Que diriez-vous à ceux qui ne comprennent pas cette volonté de changement dans l’un des pays qui a le plus progressé en Amérique latine, notamment dans le domaine de l’éducation, qui a l’un des taux d’homicides les plus bas… ?
« Que je tiens à souligner tout ce qui a été fait. Je ne méprise pas ce qui a été accompli depuis que nous avons retrouvé la démocratie ; au contraire, je pense que de grandes choses ont été faites, mais nous sommes arrivés à une forme d’ordre social, de pacte social qui sont au point mort, qui ont déjà donné les résultats qu’on attendait. Si maintenant nous voulons continuer à réduire réellement la pauvreté, si nous voulons nous retrouver sur les places publiques et ne pas avoir des places pour les riches et des places pour les pauvres, une santé pour les riches et une santé pour les pauvres, nous devons modifier le pacte. Ce n’est pas pour mépriser ce qui a été fait, ni pour le jeter à la poubelle. Tout ce fantasme de repartir à zéro est faux, on ne part jamais de zéro, personne ne peut tout détruire pour tout reconstruire ; ce que nous voulons, c’est transformer ce qui existe déjà. »

◆ JEU DE DONNÉES:

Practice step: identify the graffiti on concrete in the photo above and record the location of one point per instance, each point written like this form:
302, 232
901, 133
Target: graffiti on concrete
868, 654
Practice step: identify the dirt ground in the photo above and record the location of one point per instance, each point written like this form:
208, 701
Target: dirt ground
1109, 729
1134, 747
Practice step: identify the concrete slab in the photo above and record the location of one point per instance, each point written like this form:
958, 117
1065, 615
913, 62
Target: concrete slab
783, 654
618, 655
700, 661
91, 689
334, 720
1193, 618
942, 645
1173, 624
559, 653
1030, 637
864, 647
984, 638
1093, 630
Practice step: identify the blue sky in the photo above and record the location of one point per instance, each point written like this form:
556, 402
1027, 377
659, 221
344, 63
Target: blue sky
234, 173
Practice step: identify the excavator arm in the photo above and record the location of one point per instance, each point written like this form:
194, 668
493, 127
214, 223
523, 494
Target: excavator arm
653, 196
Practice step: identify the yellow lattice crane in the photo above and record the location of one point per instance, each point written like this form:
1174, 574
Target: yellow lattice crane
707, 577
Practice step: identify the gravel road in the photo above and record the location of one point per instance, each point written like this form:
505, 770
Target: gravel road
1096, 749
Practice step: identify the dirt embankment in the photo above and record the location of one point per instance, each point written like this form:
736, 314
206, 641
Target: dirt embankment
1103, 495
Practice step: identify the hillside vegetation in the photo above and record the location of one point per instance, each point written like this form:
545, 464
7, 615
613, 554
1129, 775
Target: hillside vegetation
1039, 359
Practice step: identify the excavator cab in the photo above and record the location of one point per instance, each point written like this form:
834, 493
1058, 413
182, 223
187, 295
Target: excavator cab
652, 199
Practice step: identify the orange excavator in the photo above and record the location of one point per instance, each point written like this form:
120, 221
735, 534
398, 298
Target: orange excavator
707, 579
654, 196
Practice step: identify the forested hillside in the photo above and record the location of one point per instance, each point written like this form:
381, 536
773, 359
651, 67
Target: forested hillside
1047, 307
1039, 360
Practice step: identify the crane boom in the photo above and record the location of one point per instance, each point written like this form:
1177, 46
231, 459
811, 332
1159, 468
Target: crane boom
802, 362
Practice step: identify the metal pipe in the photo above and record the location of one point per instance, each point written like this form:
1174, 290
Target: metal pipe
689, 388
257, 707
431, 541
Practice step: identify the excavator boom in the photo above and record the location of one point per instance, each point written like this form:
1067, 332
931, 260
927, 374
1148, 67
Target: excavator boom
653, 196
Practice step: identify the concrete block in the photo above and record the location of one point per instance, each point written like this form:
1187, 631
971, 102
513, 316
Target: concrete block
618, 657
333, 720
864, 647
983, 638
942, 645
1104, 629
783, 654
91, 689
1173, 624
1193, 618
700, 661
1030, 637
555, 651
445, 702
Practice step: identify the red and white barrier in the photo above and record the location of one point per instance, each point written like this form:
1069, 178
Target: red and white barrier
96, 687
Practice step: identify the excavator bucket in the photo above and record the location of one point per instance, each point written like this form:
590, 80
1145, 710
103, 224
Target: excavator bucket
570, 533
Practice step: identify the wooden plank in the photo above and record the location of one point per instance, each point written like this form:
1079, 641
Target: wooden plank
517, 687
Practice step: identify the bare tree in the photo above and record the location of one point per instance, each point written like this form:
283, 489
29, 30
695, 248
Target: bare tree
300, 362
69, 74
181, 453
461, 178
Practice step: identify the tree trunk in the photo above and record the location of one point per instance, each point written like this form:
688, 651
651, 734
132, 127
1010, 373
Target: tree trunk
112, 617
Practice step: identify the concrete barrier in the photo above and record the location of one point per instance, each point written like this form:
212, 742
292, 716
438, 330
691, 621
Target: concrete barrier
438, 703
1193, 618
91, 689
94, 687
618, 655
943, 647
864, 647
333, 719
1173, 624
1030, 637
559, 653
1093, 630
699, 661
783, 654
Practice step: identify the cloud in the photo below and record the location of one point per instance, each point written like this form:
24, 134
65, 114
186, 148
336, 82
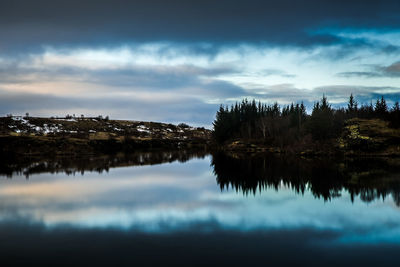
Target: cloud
392, 71
29, 25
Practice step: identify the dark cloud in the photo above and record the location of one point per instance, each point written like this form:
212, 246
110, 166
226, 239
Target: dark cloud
392, 70
29, 24
198, 245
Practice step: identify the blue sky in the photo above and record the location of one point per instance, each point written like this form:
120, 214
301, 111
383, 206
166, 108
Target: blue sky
177, 61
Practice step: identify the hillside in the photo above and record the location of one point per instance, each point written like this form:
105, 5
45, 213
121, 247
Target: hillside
33, 135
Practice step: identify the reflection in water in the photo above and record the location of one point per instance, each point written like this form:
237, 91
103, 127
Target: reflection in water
177, 214
28, 166
370, 178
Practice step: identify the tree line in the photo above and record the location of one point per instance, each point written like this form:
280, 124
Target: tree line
288, 124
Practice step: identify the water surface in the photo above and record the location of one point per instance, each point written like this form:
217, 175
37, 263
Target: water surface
191, 208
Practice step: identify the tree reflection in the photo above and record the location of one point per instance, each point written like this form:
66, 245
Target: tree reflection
368, 178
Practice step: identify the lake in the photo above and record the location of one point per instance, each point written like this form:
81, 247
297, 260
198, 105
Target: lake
185, 208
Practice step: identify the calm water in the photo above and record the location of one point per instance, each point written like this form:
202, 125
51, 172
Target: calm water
195, 209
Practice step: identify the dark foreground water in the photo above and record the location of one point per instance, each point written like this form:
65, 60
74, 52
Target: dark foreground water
196, 209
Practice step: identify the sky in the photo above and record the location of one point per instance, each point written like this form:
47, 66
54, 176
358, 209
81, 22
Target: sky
177, 61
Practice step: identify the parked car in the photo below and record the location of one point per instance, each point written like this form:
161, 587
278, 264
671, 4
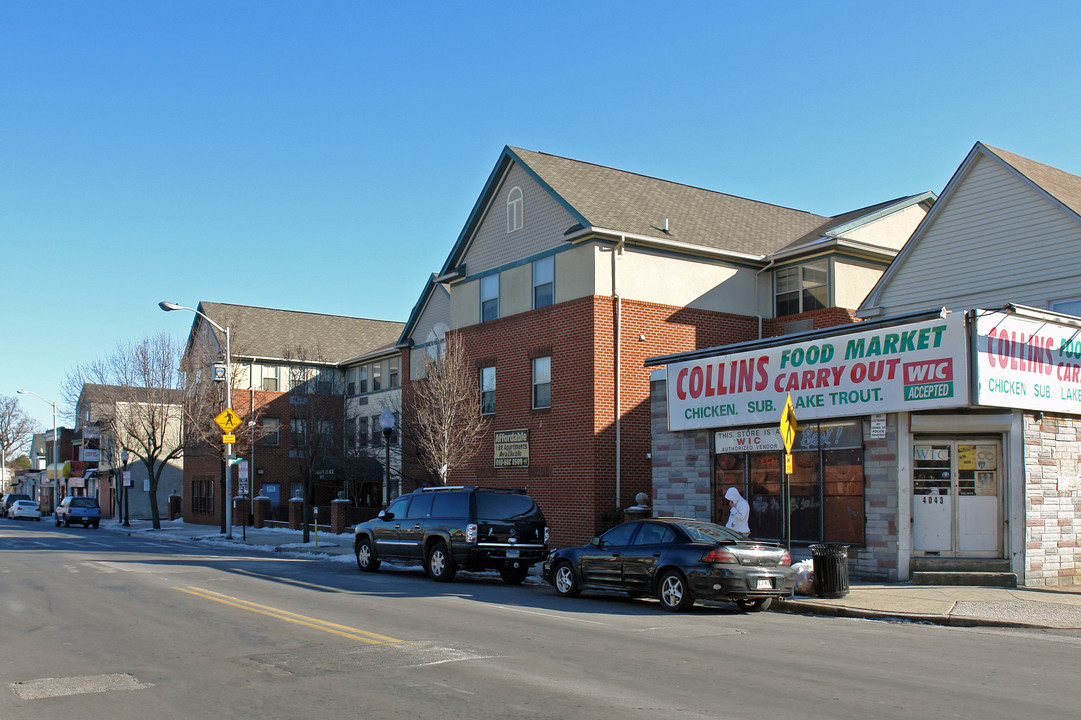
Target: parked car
677, 560
450, 528
9, 500
78, 508
27, 509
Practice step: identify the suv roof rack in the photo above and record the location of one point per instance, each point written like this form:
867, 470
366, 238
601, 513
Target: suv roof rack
436, 489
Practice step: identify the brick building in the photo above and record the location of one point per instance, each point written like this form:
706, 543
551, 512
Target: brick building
568, 276
290, 389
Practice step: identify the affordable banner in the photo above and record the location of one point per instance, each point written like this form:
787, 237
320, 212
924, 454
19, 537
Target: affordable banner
904, 368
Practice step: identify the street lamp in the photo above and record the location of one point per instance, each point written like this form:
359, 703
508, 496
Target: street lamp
387, 423
168, 307
56, 449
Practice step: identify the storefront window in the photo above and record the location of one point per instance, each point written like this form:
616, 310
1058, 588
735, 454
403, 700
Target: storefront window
826, 487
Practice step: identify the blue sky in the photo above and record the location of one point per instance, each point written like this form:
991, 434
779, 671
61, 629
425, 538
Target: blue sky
323, 156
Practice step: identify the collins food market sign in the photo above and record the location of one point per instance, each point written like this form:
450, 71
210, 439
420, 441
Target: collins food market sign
1027, 363
899, 369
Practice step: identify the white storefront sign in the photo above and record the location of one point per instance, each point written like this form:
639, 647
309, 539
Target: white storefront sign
1027, 363
920, 365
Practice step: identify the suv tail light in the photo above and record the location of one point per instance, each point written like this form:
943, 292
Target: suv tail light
720, 555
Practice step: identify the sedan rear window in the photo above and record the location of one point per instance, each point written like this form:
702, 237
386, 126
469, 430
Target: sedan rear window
503, 506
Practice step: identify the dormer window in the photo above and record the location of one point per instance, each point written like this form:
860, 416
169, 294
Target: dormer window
801, 288
515, 208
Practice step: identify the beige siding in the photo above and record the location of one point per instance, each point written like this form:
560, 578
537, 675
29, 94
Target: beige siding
997, 241
853, 280
890, 231
545, 223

◆ PROBLÈME À RÉSOUDRE:
Citez, s'il vous plaît, l'intégralité du passage sur la transformation du pacte social, sans en changer un mot. La liste provient d'une autre source.

◆ SOLUTION DU PROBLÈME:
Que diriez-vous à ceux qui ne comprennent pas cette volonté de changement dans l’un des pays qui a le plus progressé en Amérique latine, notamment dans le domaine de l’éducation, qui a l’un des taux d’homicides les plus bas… ?
« Que je tiens à souligner tout ce qui a été fait. Je ne méprise pas ce qui a été accompli depuis que nous avons retrouvé la démocratie ; au contraire, je pense que de grandes choses ont été faites, mais nous sommes arrivés à une forme d’ordre social, de pacte social qui sont au point mort, qui ont déjà donné les résultats qu’on attendait. Si maintenant nous voulons continuer à réduire réellement la pauvreté, si nous voulons nous retrouver sur les places publiques et ne pas avoir des places pour les riches et des places pour les pauvres, une santé pour les riches et une santé pour les pauvres, nous devons modifier le pacte. Ce n’est pas pour mépriser ce qui a été fait, ni pour le jeter à la poubelle. Tout ce fantasme de repartir à zéro est faux, on ne part jamais de zéro, personne ne peut tout détruire pour tout reconstruire ; ce que nous voulons, c’est transformer ce qui existe déjà. »